Records supplied ->

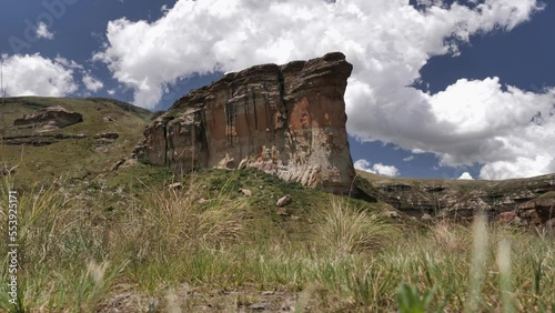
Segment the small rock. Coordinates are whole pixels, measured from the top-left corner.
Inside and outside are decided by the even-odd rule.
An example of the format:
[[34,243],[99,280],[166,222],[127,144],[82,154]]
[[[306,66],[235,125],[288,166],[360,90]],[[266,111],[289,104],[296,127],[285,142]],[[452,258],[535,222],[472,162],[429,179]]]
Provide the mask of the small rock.
[[398,218],[401,218],[401,215],[398,215],[398,213],[397,213],[397,212],[395,212],[395,211],[385,211],[385,212],[383,213],[383,215],[384,215],[385,218],[390,218],[390,219],[398,219]]
[[280,198],[280,200],[278,200],[278,203],[275,203],[275,205],[282,208],[282,206],[290,204],[291,201],[293,201],[293,199],[291,199],[291,195],[287,194],[287,195]]
[[249,160],[248,159],[241,160],[241,162],[239,163],[238,170],[246,169],[248,164],[249,164]]
[[169,189],[181,189],[181,183],[172,183],[168,185]]
[[421,220],[422,221],[432,221],[434,218],[432,218],[432,215],[430,215],[428,213],[424,213],[424,215],[422,215]]
[[111,139],[111,140],[115,140],[118,139],[120,135],[115,132],[103,132],[103,133],[98,133],[95,134],[93,138],[94,139]]
[[287,212],[287,210],[283,209],[283,208],[278,209],[278,211],[275,211],[275,213],[278,215],[282,215],[282,216],[289,216],[290,215],[289,212]]
[[503,212],[497,215],[497,222],[502,224],[509,224],[516,218],[515,211]]
[[259,303],[253,303],[249,305],[249,310],[254,310],[254,311],[264,311],[268,307],[268,303],[264,302],[259,302]]

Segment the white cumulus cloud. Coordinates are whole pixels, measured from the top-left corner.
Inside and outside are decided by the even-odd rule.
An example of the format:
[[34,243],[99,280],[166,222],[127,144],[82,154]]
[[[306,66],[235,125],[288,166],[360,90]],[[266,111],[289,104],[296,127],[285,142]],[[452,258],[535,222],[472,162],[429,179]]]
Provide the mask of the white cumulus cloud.
[[555,89],[527,92],[496,77],[461,78],[435,94],[411,87],[434,55],[456,55],[472,34],[511,31],[542,10],[536,0],[473,3],[180,0],[153,22],[109,22],[93,59],[134,90],[135,104],[154,108],[181,78],[342,51],[354,65],[345,100],[359,140],[432,152],[444,165],[481,163],[481,178],[553,171]]
[[48,30],[48,26],[44,22],[40,22],[37,27],[37,38],[43,39],[54,39],[54,33]]
[[398,176],[400,174],[397,168],[393,165],[384,165],[382,163],[375,163],[374,165],[371,166],[371,163],[364,159],[354,162],[354,168],[356,170],[390,178]]
[[464,172],[464,173],[463,173],[463,174],[458,178],[458,180],[472,181],[472,180],[474,180],[474,179],[472,178],[471,173],[468,173],[468,172]]
[[[78,90],[73,69],[37,54],[2,55],[8,95],[64,97]],[[65,63],[71,63],[65,59]]]

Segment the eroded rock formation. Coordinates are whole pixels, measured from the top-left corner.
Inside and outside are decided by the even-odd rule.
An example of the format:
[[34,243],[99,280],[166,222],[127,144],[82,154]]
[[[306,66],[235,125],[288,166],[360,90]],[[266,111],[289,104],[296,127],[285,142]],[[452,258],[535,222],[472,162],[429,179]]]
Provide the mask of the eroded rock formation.
[[251,166],[346,193],[355,174],[343,100],[352,68],[334,52],[225,74],[148,127],[137,155],[174,172]]
[[402,180],[379,179],[365,190],[418,218],[472,219],[486,212],[502,223],[555,225],[555,174],[506,181]]
[[65,128],[82,121],[83,115],[80,113],[68,111],[62,107],[49,107],[37,114],[17,119],[13,121],[13,125],[34,127],[39,131],[50,131]]

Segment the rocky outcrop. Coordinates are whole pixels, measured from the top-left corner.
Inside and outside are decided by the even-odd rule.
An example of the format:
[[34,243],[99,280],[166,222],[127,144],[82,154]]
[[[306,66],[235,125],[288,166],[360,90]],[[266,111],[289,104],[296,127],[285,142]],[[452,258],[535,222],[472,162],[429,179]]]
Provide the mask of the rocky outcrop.
[[33,127],[40,131],[65,128],[83,121],[83,115],[62,107],[49,107],[37,114],[13,121],[14,127]]
[[506,181],[381,179],[365,191],[418,218],[472,219],[486,212],[505,224],[555,223],[555,174]]
[[148,127],[137,156],[174,172],[258,168],[346,193],[355,174],[343,100],[351,71],[335,52],[225,74]]

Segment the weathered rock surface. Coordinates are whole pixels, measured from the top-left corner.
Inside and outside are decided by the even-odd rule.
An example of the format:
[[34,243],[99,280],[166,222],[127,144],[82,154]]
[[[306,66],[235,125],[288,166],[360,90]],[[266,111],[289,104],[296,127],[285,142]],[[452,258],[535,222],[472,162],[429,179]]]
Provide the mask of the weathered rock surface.
[[486,212],[505,224],[547,225],[555,218],[555,174],[506,181],[374,178],[365,191],[421,219],[471,219]]
[[40,131],[50,131],[65,128],[83,121],[83,115],[77,112],[71,112],[62,107],[50,107],[43,111],[17,119],[13,121],[14,127],[34,127]]
[[174,172],[250,166],[347,193],[355,172],[343,95],[352,68],[334,52],[229,73],[178,100],[135,154]]

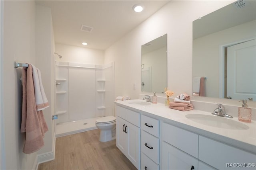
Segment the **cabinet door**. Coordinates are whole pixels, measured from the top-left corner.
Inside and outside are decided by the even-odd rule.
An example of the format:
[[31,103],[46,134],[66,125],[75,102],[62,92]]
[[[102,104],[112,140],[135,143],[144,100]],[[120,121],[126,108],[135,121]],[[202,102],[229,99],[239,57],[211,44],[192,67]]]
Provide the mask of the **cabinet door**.
[[128,159],[138,169],[140,167],[140,128],[126,122],[127,156]]
[[162,142],[161,169],[198,169],[198,160],[165,142]]
[[[127,125],[125,121],[119,117],[116,117],[116,147],[125,154],[126,141],[125,133],[126,126]],[[127,127],[126,128],[126,131]]]
[[198,161],[198,170],[216,170],[212,166],[210,166],[200,161]]

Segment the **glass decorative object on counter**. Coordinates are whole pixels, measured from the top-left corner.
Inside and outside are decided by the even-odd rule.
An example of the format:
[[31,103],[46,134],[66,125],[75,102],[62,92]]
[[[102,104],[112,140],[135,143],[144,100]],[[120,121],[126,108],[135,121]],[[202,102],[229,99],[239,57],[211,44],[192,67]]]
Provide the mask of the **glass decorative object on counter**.
[[166,106],[169,106],[169,103],[170,103],[170,100],[169,100],[169,96],[167,96],[167,98],[164,101],[164,104]]

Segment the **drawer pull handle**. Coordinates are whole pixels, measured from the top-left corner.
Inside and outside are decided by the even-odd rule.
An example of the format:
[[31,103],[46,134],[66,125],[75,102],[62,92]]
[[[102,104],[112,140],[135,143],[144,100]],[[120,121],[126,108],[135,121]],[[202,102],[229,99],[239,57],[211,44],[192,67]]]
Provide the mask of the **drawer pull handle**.
[[124,131],[124,127],[125,125],[125,124],[123,125],[123,132]]
[[151,125],[151,126],[149,126],[148,125],[147,125],[147,123],[145,123],[144,125],[146,125],[146,126],[147,126],[148,127],[153,127],[153,125]]
[[145,146],[147,147],[148,148],[149,148],[150,149],[153,149],[153,147],[149,147],[148,145],[147,145],[147,143],[145,143]]

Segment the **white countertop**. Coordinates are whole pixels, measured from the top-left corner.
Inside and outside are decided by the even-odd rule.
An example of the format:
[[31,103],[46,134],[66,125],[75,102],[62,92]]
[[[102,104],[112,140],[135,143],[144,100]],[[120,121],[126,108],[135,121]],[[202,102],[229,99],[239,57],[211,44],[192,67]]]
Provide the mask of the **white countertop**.
[[158,119],[200,135],[225,143],[254,154],[256,153],[256,123],[252,120],[252,123],[244,123],[238,121],[237,117],[230,119],[244,124],[249,129],[246,130],[230,129],[212,126],[196,123],[187,118],[185,115],[189,114],[200,114],[212,115],[211,112],[199,110],[180,111],[168,108],[161,103],[151,104],[150,105],[143,106],[138,104],[130,104],[131,102],[143,101],[140,100],[126,101],[117,101],[116,104],[130,109],[140,113],[148,115]]

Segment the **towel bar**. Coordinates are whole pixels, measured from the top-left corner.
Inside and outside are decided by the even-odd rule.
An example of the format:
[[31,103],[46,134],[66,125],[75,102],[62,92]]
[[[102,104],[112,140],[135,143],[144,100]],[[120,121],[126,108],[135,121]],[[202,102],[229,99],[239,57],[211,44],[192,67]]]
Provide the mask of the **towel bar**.
[[28,64],[20,63],[16,62],[16,61],[13,62],[13,65],[14,68],[17,68],[19,67],[28,67]]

Written problem ->
Can you reproduce, word for word, the lines above that open with the line containing "Segment the **cabinet" and close with the line containing "[[162,142],[161,169],[198,169],[198,160],[165,142]]", including both of those lines?

Task answer ->
Segment the **cabinet door**. Coordinates are whole pixels, measured from the top-left corner.
Inside and outside are decided by the even-odd rule.
An example of the format:
[[31,103],[46,134],[66,125],[75,102],[62,92]]
[[[102,104],[112,140],[135,143],[144,100]],[[120,121],[126,108],[135,121]],[[202,102],[229,99],[239,57],[211,44],[192,67]]]
Provide the mask of the **cabinet door**.
[[128,159],[138,169],[140,167],[140,128],[126,122],[127,156]]
[[162,142],[161,169],[198,169],[198,160],[165,142]]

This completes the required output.